*Exercise prompt:* Please state how many lines in the items below contain the string "background", giving only the number.

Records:
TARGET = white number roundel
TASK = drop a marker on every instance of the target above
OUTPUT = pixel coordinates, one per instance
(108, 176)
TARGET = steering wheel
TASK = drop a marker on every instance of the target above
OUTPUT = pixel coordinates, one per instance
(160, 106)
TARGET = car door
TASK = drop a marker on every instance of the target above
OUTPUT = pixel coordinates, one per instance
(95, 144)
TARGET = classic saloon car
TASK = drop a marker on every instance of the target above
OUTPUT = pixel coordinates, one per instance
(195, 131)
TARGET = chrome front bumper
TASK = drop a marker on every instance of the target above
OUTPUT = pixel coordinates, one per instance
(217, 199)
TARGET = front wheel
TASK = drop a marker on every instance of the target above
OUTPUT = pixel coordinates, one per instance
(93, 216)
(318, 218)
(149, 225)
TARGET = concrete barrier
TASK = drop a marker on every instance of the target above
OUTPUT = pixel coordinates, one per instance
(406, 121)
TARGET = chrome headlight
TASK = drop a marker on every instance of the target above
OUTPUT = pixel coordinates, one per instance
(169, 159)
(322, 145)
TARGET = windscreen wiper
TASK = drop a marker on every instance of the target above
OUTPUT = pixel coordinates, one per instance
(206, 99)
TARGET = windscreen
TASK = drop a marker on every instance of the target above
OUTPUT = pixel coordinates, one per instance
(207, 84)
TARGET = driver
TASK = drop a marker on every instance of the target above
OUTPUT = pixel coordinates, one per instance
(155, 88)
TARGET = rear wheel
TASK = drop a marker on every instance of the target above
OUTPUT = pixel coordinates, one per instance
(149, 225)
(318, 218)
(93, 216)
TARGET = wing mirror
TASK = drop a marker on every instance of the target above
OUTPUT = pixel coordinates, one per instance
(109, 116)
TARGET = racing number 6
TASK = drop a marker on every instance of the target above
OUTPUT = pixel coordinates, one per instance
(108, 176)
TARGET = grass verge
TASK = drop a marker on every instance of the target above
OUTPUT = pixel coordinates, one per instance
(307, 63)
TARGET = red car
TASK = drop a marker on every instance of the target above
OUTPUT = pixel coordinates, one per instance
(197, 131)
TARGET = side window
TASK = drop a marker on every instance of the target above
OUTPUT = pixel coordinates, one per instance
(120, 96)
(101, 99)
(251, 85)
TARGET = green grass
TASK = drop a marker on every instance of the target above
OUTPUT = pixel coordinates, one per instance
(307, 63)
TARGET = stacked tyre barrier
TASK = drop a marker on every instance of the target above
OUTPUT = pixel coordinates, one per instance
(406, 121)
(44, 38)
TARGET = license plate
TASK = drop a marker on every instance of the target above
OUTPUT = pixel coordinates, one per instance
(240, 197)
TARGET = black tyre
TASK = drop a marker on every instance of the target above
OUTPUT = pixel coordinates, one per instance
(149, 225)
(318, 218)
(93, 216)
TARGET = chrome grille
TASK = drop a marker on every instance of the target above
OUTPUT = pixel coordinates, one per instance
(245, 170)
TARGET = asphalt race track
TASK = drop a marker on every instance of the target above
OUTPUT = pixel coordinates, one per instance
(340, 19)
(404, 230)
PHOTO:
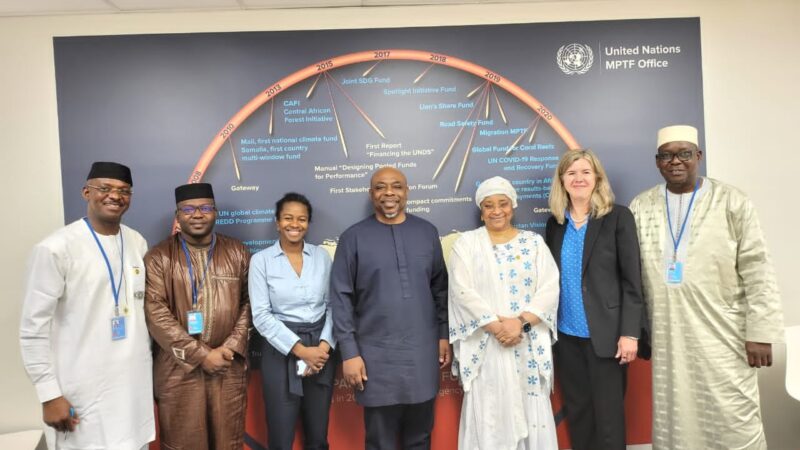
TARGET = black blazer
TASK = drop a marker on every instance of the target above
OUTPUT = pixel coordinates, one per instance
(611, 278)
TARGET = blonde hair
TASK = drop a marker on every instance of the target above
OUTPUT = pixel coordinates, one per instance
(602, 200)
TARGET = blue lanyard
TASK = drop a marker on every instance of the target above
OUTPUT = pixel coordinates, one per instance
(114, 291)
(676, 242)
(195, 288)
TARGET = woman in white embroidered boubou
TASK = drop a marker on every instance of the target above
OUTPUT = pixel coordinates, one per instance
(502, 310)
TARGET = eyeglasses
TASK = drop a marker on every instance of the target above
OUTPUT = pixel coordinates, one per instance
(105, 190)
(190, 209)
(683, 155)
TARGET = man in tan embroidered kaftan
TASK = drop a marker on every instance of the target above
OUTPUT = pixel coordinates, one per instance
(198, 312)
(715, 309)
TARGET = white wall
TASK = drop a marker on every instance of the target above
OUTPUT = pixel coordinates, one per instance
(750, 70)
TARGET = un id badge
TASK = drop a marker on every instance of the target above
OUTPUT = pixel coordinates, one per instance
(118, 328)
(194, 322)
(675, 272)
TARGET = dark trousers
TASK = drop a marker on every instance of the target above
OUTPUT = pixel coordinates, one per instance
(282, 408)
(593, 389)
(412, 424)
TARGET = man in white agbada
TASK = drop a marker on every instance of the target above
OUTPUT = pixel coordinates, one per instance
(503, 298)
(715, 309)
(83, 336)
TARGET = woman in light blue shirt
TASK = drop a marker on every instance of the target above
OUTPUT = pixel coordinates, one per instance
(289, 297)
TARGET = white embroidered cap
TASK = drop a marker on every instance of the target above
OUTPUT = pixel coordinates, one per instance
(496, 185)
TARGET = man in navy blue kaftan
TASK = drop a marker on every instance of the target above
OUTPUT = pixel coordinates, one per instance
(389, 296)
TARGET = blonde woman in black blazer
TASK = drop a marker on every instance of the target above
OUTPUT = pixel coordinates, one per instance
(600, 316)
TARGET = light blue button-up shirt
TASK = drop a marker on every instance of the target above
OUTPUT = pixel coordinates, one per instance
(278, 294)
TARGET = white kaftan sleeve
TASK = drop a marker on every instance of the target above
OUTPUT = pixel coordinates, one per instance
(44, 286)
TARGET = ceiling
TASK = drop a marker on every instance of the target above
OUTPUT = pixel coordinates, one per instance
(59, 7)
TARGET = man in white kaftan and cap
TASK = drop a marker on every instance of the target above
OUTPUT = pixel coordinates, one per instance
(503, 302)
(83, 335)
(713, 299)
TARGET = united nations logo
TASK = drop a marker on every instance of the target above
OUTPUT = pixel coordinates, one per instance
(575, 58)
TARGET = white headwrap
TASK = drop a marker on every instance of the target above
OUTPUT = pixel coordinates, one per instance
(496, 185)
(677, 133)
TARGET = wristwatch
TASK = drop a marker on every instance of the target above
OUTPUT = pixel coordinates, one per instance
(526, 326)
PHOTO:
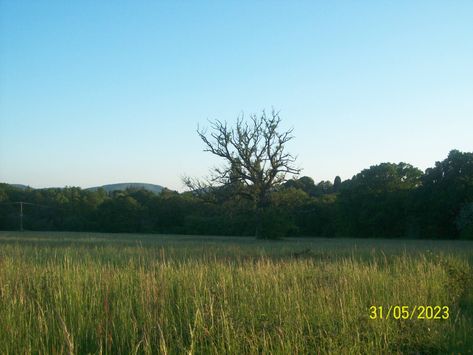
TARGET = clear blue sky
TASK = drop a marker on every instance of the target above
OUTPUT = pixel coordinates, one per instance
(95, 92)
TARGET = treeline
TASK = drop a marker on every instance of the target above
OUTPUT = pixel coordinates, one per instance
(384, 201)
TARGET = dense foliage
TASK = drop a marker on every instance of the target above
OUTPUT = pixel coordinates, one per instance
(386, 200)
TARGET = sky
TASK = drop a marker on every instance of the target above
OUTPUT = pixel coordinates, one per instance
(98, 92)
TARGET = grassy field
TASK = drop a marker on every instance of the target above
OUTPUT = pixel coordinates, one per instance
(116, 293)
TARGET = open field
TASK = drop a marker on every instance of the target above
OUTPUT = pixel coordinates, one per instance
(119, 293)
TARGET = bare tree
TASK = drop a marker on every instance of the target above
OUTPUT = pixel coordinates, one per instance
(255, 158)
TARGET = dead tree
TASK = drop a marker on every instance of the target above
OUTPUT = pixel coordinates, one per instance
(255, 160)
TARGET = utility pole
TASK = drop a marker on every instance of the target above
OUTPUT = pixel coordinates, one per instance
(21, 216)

==

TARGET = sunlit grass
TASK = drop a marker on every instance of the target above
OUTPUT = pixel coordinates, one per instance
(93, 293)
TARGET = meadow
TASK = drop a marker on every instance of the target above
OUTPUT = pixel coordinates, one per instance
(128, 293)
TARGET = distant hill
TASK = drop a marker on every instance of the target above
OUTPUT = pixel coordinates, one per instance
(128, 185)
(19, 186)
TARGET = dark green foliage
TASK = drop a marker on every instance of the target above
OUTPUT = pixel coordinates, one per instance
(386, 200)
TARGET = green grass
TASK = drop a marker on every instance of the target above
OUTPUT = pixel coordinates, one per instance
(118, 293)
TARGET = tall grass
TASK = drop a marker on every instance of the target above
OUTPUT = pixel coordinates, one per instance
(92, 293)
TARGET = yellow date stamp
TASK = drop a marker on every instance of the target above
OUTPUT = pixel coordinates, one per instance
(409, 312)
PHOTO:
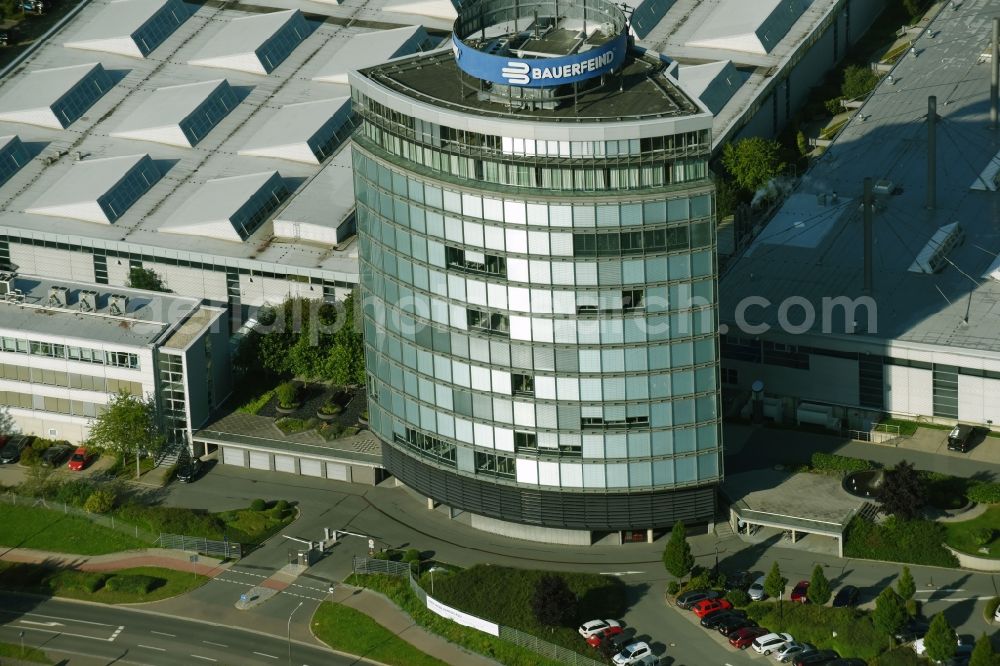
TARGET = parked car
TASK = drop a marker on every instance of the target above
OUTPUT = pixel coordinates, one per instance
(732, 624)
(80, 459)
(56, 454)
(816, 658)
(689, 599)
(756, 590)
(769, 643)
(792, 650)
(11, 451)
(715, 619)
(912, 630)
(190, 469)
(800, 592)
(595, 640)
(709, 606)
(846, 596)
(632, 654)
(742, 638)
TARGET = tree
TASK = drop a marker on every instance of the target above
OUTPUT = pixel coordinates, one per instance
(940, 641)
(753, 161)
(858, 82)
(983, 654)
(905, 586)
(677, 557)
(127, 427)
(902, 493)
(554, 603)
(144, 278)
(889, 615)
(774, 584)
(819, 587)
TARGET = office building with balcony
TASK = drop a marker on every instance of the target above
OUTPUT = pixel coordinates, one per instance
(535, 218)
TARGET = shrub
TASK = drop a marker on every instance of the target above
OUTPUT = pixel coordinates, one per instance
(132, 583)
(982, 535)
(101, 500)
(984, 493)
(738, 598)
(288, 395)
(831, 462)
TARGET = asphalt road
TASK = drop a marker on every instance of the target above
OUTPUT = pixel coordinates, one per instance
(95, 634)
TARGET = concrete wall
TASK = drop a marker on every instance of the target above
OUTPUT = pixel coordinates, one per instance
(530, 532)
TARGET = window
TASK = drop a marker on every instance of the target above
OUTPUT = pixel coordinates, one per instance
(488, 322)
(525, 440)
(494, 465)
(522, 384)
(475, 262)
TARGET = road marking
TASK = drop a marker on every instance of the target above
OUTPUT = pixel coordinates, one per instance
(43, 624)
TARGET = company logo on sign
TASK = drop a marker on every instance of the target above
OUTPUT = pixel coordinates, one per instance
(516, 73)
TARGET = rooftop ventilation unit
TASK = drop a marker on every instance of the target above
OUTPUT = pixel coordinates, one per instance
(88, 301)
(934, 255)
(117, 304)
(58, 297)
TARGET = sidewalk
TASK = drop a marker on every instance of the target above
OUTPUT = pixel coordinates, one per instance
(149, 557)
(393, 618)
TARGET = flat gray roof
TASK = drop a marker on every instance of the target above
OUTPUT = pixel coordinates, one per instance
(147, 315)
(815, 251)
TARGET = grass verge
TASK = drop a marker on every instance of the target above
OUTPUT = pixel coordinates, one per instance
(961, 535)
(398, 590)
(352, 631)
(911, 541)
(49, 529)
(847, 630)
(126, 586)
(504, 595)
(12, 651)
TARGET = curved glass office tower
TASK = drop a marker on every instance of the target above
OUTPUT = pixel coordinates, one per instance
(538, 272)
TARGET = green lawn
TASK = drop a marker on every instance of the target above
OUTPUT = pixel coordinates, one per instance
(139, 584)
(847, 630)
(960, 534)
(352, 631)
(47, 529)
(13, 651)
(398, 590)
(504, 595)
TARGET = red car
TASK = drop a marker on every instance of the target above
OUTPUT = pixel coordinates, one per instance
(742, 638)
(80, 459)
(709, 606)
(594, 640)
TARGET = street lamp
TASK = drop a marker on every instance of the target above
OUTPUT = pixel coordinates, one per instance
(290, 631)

...

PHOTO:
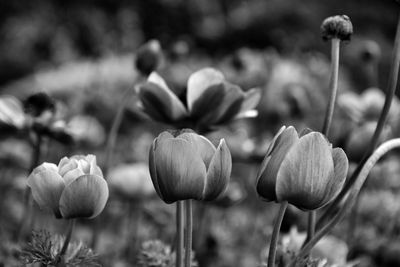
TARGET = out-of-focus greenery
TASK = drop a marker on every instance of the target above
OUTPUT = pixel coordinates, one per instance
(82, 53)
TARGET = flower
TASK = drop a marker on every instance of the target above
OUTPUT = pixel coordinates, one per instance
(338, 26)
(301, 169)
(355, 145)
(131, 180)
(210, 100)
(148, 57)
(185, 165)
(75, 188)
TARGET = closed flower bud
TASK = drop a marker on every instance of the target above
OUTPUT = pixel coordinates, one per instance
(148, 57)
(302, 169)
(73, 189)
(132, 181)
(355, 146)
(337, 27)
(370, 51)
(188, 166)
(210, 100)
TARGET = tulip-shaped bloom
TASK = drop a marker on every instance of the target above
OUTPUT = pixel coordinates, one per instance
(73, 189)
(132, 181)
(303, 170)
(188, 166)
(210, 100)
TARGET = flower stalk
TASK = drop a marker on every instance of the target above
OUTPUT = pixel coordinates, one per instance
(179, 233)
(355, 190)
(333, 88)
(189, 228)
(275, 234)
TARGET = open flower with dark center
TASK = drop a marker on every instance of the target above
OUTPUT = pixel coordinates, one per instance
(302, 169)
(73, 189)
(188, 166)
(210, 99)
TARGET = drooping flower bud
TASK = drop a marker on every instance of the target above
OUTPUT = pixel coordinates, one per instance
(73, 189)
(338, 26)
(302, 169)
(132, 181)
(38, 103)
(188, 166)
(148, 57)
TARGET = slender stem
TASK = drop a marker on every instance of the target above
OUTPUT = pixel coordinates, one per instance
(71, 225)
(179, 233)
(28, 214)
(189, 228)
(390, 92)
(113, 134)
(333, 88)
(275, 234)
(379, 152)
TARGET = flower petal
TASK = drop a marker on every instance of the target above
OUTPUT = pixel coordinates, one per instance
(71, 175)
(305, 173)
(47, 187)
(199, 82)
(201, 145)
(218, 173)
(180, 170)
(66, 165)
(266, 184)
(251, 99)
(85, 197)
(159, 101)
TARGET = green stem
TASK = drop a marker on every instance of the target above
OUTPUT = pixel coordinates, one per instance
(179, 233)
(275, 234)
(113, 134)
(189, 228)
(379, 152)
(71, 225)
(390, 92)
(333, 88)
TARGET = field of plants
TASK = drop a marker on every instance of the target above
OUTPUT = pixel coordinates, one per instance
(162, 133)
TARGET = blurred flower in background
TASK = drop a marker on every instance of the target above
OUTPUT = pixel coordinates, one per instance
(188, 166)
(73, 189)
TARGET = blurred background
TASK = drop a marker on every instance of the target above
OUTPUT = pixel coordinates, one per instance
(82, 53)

*Task output:* 2